> [What this exercise asks]:
[A] List every constant of type size_t declared in the code.
[B] In the code, substitute "block" for "buffer" and reproduce the section that begins at the words "DWORD stdio_read(const char" and ends after "sizeof(buffer), 1, file))".

> [Source]:

DWORD stdio_read(const char *pathname)
{
    unsigned char buffer[4 * 1024];
    scoped_Timer timer;

    FILE *file;
    if ((file = fopen(pathname, "rb")) == NULL)
    {
        printf("Failed to open file for reading &#37;s\n", pathname);
        return 0;
    }//if

    while (fread(buffer, sizeof(buffer), 1, file))
        ;

    fclose(file);
    return timer.Elapsed_ms();
}//stdio_read

//------------------------------------------------------------------------------

bool create_files();

const size_t big_sz = 2147483647; // 2 gig (fits in unsigned)
const size_t chunk_sz = 1024 * 1024 * 10;

const size_t num_chunks = (big_sz / chunk_sz) + 1; // +1 for good measure

int main()
{
    if (!create_files())

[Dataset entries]
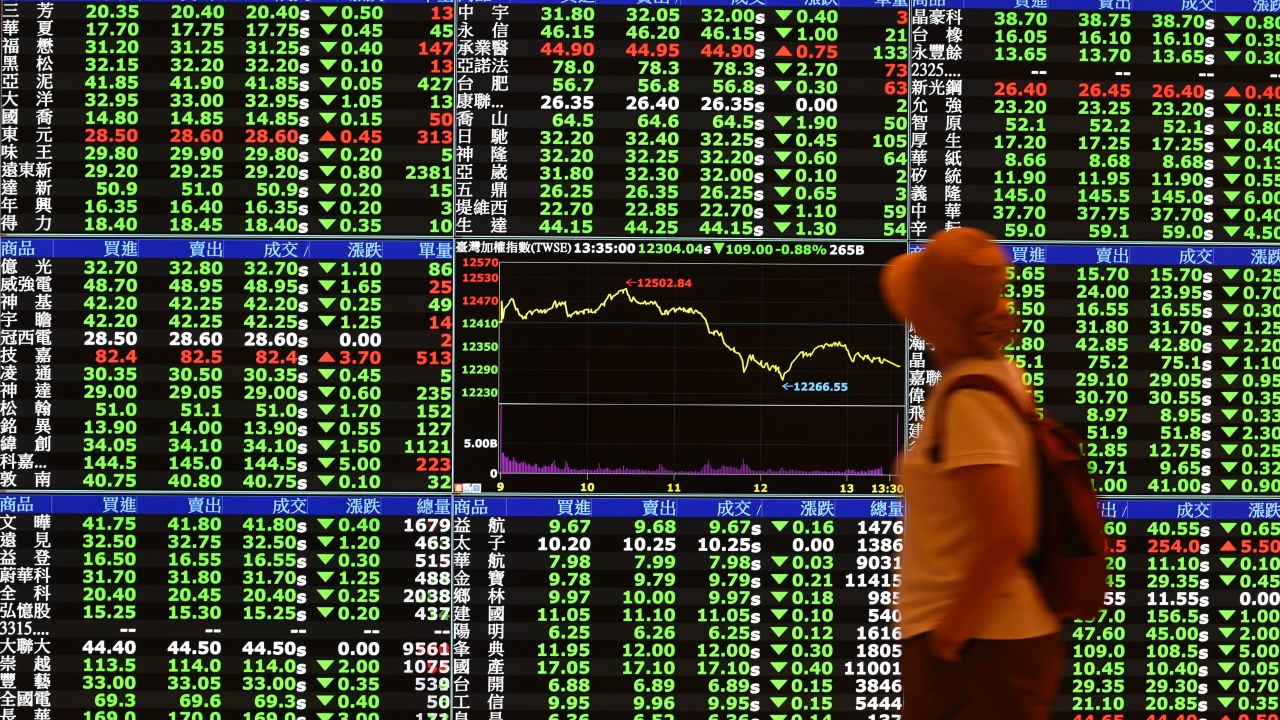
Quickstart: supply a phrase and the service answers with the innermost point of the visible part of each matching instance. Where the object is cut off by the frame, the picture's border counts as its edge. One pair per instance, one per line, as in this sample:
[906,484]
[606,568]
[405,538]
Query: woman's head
[954,292]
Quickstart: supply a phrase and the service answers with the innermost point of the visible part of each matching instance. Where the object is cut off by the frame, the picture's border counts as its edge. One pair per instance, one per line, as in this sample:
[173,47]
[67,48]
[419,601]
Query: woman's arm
[990,496]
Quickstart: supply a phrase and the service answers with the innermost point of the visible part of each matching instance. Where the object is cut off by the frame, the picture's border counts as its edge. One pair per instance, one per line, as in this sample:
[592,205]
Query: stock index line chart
[525,360]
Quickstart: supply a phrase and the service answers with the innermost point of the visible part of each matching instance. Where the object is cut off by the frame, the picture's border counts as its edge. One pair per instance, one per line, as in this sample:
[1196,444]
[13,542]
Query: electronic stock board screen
[525,360]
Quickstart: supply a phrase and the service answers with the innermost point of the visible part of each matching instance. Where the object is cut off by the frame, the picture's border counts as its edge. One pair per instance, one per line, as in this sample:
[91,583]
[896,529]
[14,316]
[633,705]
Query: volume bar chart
[705,373]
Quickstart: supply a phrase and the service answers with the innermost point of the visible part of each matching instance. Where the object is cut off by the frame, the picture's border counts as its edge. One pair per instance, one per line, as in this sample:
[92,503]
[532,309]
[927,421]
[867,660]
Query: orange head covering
[952,292]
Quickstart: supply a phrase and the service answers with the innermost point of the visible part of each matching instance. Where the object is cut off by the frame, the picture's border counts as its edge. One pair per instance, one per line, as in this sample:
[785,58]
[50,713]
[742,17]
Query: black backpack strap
[973,382]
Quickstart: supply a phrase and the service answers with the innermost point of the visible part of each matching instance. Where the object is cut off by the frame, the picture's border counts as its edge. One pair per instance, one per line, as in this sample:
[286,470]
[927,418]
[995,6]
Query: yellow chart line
[745,360]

> [Complete answers]:
[A]
big_sz
chunk_sz
num_chunks

[B]
DWORD stdio_read(const char *pathname)
{
    unsigned char block[4 * 1024];
    scoped_Timer timer;

    FILE *file;
    if ((file = fopen(pathname, "rb")) == NULL)
    {
        printf("Failed to open file for reading &#37;s\n", pathname);
        return 0;
    }//if

    while (fread(block, sizeof(block), 1, file))